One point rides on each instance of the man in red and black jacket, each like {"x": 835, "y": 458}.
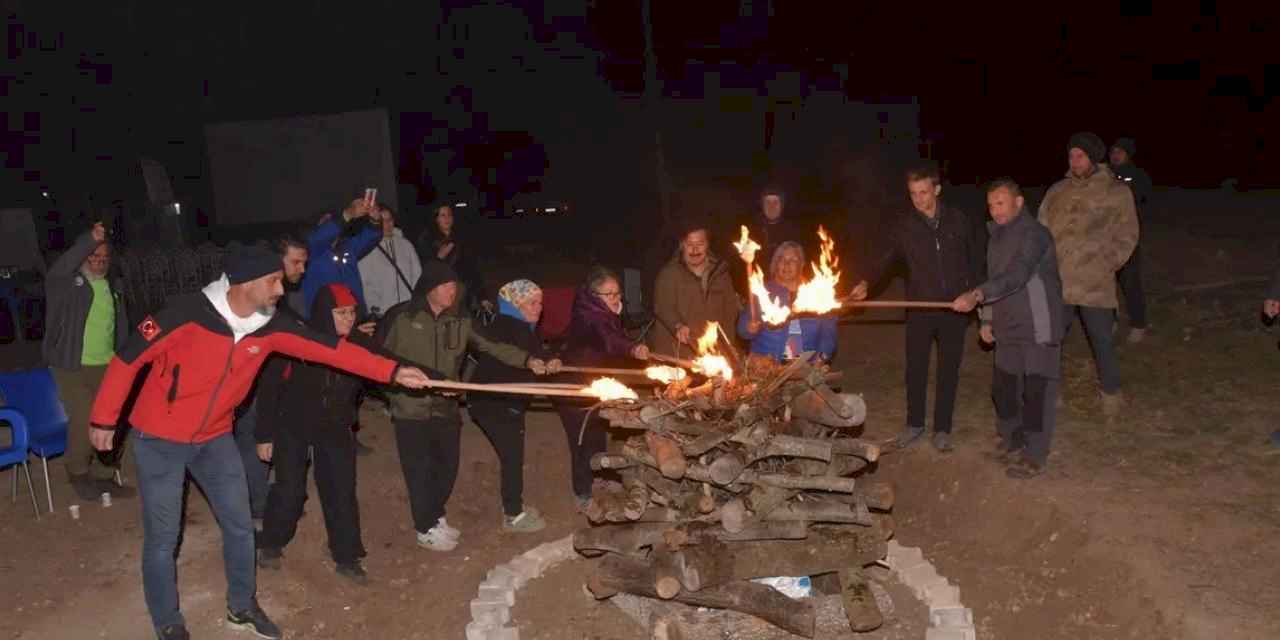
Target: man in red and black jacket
{"x": 205, "y": 350}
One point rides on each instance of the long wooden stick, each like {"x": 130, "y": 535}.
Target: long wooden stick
{"x": 895, "y": 304}
{"x": 672, "y": 360}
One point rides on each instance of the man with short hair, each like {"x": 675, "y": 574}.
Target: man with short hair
{"x": 1022, "y": 315}
{"x": 87, "y": 323}
{"x": 205, "y": 351}
{"x": 944, "y": 256}
{"x": 1130, "y": 274}
{"x": 1095, "y": 228}
{"x": 391, "y": 270}
{"x": 691, "y": 291}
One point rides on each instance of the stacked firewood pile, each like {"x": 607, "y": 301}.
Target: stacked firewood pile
{"x": 735, "y": 479}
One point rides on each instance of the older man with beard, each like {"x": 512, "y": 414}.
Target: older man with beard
{"x": 1095, "y": 228}
{"x": 691, "y": 291}
{"x": 205, "y": 351}
{"x": 87, "y": 323}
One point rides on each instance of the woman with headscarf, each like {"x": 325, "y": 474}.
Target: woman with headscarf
{"x": 595, "y": 338}
{"x": 310, "y": 406}
{"x": 502, "y": 417}
{"x": 440, "y": 241}
{"x": 798, "y": 334}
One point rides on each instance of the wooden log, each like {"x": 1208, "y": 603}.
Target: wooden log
{"x": 666, "y": 452}
{"x": 826, "y": 407}
{"x": 794, "y": 447}
{"x": 860, "y": 606}
{"x": 602, "y": 461}
{"x": 726, "y": 469}
{"x": 704, "y": 565}
{"x": 618, "y": 574}
{"x": 822, "y": 512}
{"x": 826, "y": 549}
{"x": 856, "y": 447}
{"x": 627, "y": 539}
{"x": 667, "y": 570}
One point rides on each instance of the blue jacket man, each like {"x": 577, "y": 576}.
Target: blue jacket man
{"x": 336, "y": 247}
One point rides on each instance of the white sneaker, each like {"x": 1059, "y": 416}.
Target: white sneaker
{"x": 437, "y": 540}
{"x": 443, "y": 525}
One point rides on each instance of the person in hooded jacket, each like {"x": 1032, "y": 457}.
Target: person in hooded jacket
{"x": 595, "y": 338}
{"x": 502, "y": 417}
{"x": 311, "y": 406}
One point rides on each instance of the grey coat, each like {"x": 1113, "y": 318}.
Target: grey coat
{"x": 1024, "y": 291}
{"x": 68, "y": 298}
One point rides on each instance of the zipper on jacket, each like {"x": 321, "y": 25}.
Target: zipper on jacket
{"x": 213, "y": 397}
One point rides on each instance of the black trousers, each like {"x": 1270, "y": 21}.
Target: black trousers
{"x": 594, "y": 440}
{"x": 504, "y": 426}
{"x": 922, "y": 330}
{"x": 429, "y": 460}
{"x": 336, "y": 481}
{"x": 1130, "y": 286}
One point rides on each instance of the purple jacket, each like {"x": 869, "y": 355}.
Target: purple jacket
{"x": 595, "y": 336}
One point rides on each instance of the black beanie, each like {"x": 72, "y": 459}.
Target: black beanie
{"x": 245, "y": 264}
{"x": 434, "y": 274}
{"x": 1091, "y": 144}
{"x": 1128, "y": 145}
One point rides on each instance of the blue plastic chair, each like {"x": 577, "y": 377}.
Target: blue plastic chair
{"x": 35, "y": 396}
{"x": 17, "y": 453}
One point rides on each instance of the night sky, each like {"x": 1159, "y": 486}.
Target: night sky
{"x": 90, "y": 85}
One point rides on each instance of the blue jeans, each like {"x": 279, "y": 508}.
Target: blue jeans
{"x": 255, "y": 470}
{"x": 161, "y": 471}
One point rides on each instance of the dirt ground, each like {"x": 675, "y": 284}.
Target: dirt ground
{"x": 1159, "y": 524}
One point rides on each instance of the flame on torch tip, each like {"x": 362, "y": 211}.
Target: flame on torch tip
{"x": 746, "y": 247}
{"x": 818, "y": 295}
{"x": 609, "y": 389}
{"x": 666, "y": 374}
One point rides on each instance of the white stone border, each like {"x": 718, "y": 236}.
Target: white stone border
{"x": 949, "y": 620}
{"x": 490, "y": 609}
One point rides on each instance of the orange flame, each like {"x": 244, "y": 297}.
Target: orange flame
{"x": 772, "y": 310}
{"x": 709, "y": 361}
{"x": 746, "y": 247}
{"x": 608, "y": 388}
{"x": 664, "y": 374}
{"x": 818, "y": 295}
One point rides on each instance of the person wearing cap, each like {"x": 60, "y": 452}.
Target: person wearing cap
{"x": 310, "y": 407}
{"x": 502, "y": 417}
{"x": 433, "y": 332}
{"x": 87, "y": 323}
{"x": 1130, "y": 274}
{"x": 1095, "y": 228}
{"x": 205, "y": 351}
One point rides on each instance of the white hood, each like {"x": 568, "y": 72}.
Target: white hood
{"x": 241, "y": 327}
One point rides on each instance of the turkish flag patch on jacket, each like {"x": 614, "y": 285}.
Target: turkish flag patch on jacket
{"x": 149, "y": 329}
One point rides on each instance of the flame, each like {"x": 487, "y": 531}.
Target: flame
{"x": 746, "y": 247}
{"x": 709, "y": 361}
{"x": 608, "y": 388}
{"x": 772, "y": 310}
{"x": 818, "y": 295}
{"x": 666, "y": 374}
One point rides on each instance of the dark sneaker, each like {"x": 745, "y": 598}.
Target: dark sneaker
{"x": 1024, "y": 469}
{"x": 254, "y": 620}
{"x": 942, "y": 442}
{"x": 909, "y": 435}
{"x": 85, "y": 488}
{"x": 353, "y": 571}
{"x": 173, "y": 632}
{"x": 114, "y": 489}
{"x": 269, "y": 558}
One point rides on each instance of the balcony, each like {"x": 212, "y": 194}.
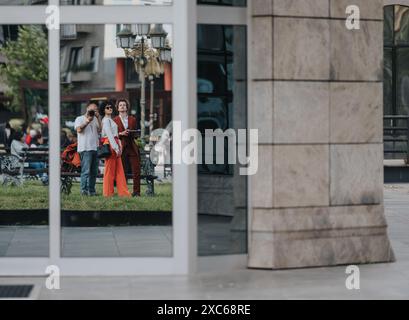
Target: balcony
{"x": 81, "y": 73}
{"x": 68, "y": 32}
{"x": 81, "y": 76}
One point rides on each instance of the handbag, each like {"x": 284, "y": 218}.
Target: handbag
{"x": 104, "y": 151}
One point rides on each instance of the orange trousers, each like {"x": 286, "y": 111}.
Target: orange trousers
{"x": 114, "y": 172}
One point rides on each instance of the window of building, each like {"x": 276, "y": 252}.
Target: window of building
{"x": 95, "y": 58}
{"x": 75, "y": 58}
{"x": 396, "y": 79}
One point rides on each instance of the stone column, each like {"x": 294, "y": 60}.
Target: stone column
{"x": 317, "y": 100}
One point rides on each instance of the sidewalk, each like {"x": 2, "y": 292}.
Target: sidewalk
{"x": 378, "y": 281}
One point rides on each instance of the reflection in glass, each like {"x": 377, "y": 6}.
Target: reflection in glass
{"x": 232, "y": 3}
{"x": 388, "y": 25}
{"x": 94, "y": 69}
{"x": 23, "y": 2}
{"x": 401, "y": 24}
{"x": 117, "y": 2}
{"x": 222, "y": 94}
{"x": 396, "y": 78}
{"x": 24, "y": 138}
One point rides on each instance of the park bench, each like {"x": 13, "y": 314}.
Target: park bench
{"x": 15, "y": 170}
{"x": 69, "y": 174}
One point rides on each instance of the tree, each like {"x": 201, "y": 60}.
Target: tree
{"x": 26, "y": 59}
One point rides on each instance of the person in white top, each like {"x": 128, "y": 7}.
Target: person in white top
{"x": 113, "y": 171}
{"x": 88, "y": 127}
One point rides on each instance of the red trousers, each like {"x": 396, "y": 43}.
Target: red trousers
{"x": 135, "y": 164}
{"x": 114, "y": 172}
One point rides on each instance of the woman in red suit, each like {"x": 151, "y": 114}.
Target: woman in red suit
{"x": 127, "y": 126}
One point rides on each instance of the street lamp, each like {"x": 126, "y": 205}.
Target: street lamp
{"x": 148, "y": 58}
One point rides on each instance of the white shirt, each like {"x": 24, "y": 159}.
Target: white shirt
{"x": 110, "y": 131}
{"x": 88, "y": 138}
{"x": 16, "y": 148}
{"x": 125, "y": 122}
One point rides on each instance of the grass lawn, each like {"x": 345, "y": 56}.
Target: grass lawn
{"x": 33, "y": 195}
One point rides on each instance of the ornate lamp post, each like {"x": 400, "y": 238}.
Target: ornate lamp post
{"x": 148, "y": 57}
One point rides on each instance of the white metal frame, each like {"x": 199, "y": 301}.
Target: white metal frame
{"x": 184, "y": 16}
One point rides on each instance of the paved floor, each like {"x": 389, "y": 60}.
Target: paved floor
{"x": 215, "y": 238}
{"x": 378, "y": 281}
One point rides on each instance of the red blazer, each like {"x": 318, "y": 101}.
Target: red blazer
{"x": 128, "y": 143}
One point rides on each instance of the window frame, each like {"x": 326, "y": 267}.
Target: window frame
{"x": 184, "y": 17}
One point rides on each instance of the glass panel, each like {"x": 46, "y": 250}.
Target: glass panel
{"x": 388, "y": 25}
{"x": 119, "y": 206}
{"x": 233, "y": 3}
{"x": 222, "y": 94}
{"x": 388, "y": 82}
{"x": 23, "y": 2}
{"x": 402, "y": 85}
{"x": 401, "y": 25}
{"x": 118, "y": 2}
{"x": 24, "y": 141}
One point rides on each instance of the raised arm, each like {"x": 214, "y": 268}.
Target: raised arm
{"x": 107, "y": 130}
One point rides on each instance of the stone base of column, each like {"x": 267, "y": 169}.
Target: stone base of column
{"x": 317, "y": 237}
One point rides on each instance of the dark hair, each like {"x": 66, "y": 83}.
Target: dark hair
{"x": 92, "y": 102}
{"x": 128, "y": 105}
{"x": 104, "y": 105}
{"x": 18, "y": 135}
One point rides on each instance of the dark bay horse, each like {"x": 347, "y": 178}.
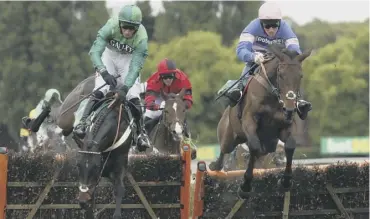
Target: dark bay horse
{"x": 168, "y": 132}
{"x": 109, "y": 130}
{"x": 265, "y": 114}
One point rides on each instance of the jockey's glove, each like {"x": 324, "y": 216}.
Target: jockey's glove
{"x": 122, "y": 92}
{"x": 108, "y": 78}
{"x": 163, "y": 104}
{"x": 46, "y": 106}
{"x": 258, "y": 58}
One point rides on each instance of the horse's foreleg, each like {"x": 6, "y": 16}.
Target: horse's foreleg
{"x": 248, "y": 175}
{"x": 249, "y": 127}
{"x": 119, "y": 187}
{"x": 119, "y": 190}
{"x": 290, "y": 145}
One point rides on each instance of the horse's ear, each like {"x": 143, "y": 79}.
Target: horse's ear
{"x": 277, "y": 51}
{"x": 303, "y": 56}
{"x": 182, "y": 93}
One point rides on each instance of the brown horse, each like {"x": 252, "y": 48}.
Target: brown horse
{"x": 167, "y": 134}
{"x": 265, "y": 114}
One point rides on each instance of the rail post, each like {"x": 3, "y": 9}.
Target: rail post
{"x": 198, "y": 202}
{"x": 185, "y": 184}
{"x": 3, "y": 180}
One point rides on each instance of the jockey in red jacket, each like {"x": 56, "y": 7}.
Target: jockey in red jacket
{"x": 169, "y": 79}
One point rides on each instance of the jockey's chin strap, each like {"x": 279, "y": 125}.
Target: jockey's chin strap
{"x": 274, "y": 90}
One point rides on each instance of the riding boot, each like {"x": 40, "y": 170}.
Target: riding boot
{"x": 149, "y": 124}
{"x": 303, "y": 108}
{"x": 143, "y": 141}
{"x": 80, "y": 129}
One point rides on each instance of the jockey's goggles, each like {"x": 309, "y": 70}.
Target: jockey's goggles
{"x": 167, "y": 76}
{"x": 128, "y": 26}
{"x": 270, "y": 23}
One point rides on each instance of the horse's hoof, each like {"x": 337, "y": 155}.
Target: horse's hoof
{"x": 215, "y": 166}
{"x": 117, "y": 216}
{"x": 243, "y": 194}
{"x": 285, "y": 184}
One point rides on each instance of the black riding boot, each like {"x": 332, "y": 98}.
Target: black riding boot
{"x": 149, "y": 124}
{"x": 143, "y": 141}
{"x": 80, "y": 129}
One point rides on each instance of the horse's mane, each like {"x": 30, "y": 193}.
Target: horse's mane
{"x": 101, "y": 116}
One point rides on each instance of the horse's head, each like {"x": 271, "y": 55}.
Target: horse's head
{"x": 174, "y": 114}
{"x": 288, "y": 77}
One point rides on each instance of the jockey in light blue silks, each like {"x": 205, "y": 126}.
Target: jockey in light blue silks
{"x": 268, "y": 28}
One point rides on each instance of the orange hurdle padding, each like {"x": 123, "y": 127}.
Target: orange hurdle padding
{"x": 260, "y": 172}
{"x": 198, "y": 202}
{"x": 185, "y": 187}
{"x": 3, "y": 181}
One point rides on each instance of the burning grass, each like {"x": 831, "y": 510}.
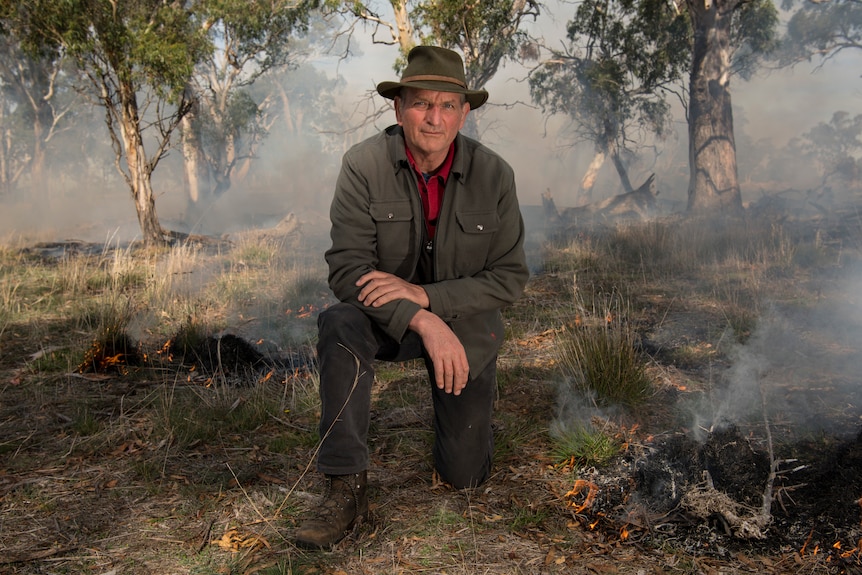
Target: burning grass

● ● ●

Work task:
Only the lines from the one with "Target: jockey in light blue silks" through the final line of the entries above are to be repeated, exactly as written and without pictures.

Task result:
Target: jockey in light blue silks
{"x": 268, "y": 28}
One point rides on each instance of the orange hurdle padding, each like {"x": 123, "y": 127}.
Target: orange hurdle padding
{"x": 260, "y": 172}
{"x": 198, "y": 202}
{"x": 185, "y": 187}
{"x": 3, "y": 181}
One point rides on each instance of the burning grass, each like {"x": 831, "y": 510}.
Target: burning grass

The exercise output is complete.